▶ **Document text**

....

To some of the less alert Whigs, who were still groping for the Whig ticket, Seward said: "Shall we report ourselves to the Whig party? Where is it? It was a strong and vigorous party, honorable for energy, noble achievement, and still more noble enterprises. It was moved by panics and fears to emulate the Democratic Party in its practiced subserviency; and it yielded in spite of your remonstrance's, and mine; and now there is neither Whig Party nor Whig, south of the Potomac. Let then the Whig party pass. It committed a grievous fault and grievously hath it answered it. Let it march off the field, with all the honours . . . . .The Republican organization has laid a new, sound and liberal platform. Its principles are equal and exact justice; its speed open, decided and frank. Its banner is untorn in former battles and unsullied by past errors. That is the party for us." #1

Seward had sounded "the keynote of the new party," but not quite early enough. Know Nothings were at the head of the poll in New York state in 1855, electing Joel T. Headley to the Secretaryship of State by 148557 votes with Preston King, the Republican candidate, next with 136,698 votes; Hatch, Softs or Barnburner, 91, 336; and Ward, Hards or Hunker, 59,353. Sixteen Republicans and eleven Americans (Know Nothings) gained seats in the State Senate, the Democrats only having four Senators. In the Assembly, however, the Democrats of both factions, hard and soft, had 50 seats, the American 44, the Republicans 33, and there was still one lone, lost Whig.

....

▶ **Recorded data**
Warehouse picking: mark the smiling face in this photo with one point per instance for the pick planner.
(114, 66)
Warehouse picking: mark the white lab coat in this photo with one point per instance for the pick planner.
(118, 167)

....

▶ **Task goal**
In the passage about Seward and New York politics above, how many Assembly seats did the Republicans hold?

▶ **Response**
33